§ REQUIRED ACTION
Please return all of the entries below exactly as they are written.

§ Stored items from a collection
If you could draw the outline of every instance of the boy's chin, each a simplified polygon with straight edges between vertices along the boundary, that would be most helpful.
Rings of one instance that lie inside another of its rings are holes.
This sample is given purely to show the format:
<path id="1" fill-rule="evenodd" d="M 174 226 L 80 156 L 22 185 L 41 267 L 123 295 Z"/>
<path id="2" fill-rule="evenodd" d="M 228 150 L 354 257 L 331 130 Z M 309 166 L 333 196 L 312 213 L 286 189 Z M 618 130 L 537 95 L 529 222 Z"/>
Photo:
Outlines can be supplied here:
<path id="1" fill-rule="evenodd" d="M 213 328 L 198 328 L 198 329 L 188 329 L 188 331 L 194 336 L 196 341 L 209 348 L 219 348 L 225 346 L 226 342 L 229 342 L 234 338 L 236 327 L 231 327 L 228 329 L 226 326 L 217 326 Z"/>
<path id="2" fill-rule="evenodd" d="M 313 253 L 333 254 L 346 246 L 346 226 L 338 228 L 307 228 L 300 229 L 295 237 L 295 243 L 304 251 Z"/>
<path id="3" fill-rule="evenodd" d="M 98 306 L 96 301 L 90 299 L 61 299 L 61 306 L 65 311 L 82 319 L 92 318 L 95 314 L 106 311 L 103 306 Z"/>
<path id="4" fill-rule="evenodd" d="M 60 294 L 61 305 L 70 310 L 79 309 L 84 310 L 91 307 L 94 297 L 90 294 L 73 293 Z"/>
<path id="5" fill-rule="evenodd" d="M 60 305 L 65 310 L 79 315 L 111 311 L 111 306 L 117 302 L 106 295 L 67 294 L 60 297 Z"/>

§ RESULT OF THE EXERCISE
If you could draw the outline of every instance of the boy's chin, each a simplified polygon with straight edges between vertices along the boundary, that would be most helpful.
Rings of one instance that lie inside another of its rings are holes.
This sample is given purely to show the format:
<path id="1" fill-rule="evenodd" d="M 174 226 L 80 156 L 22 185 L 41 267 L 123 295 Z"/>
<path id="2" fill-rule="evenodd" d="M 228 150 L 354 257 L 331 130 Z M 309 166 L 333 196 L 312 213 L 286 189 Z M 618 130 L 537 95 L 529 222 Z"/>
Photo:
Outlines can be supplied here:
<path id="1" fill-rule="evenodd" d="M 213 328 L 198 328 L 198 329 L 188 329 L 188 331 L 194 336 L 196 341 L 209 348 L 219 348 L 225 346 L 226 342 L 229 342 L 234 338 L 236 327 L 231 327 L 228 329 L 226 326 L 217 326 Z"/>
<path id="2" fill-rule="evenodd" d="M 313 253 L 333 254 L 346 246 L 346 226 L 338 228 L 307 228 L 300 229 L 295 237 L 295 243 L 304 251 Z"/>
<path id="3" fill-rule="evenodd" d="M 98 306 L 96 301 L 90 299 L 61 299 L 61 306 L 65 311 L 82 319 L 92 318 L 95 314 L 106 311 L 103 306 Z"/>
<path id="4" fill-rule="evenodd" d="M 60 294 L 61 305 L 70 310 L 79 309 L 84 310 L 91 307 L 94 297 L 90 294 L 73 293 Z"/>
<path id="5" fill-rule="evenodd" d="M 60 305 L 65 310 L 79 315 L 111 311 L 111 306 L 117 302 L 106 295 L 67 294 L 60 297 Z"/>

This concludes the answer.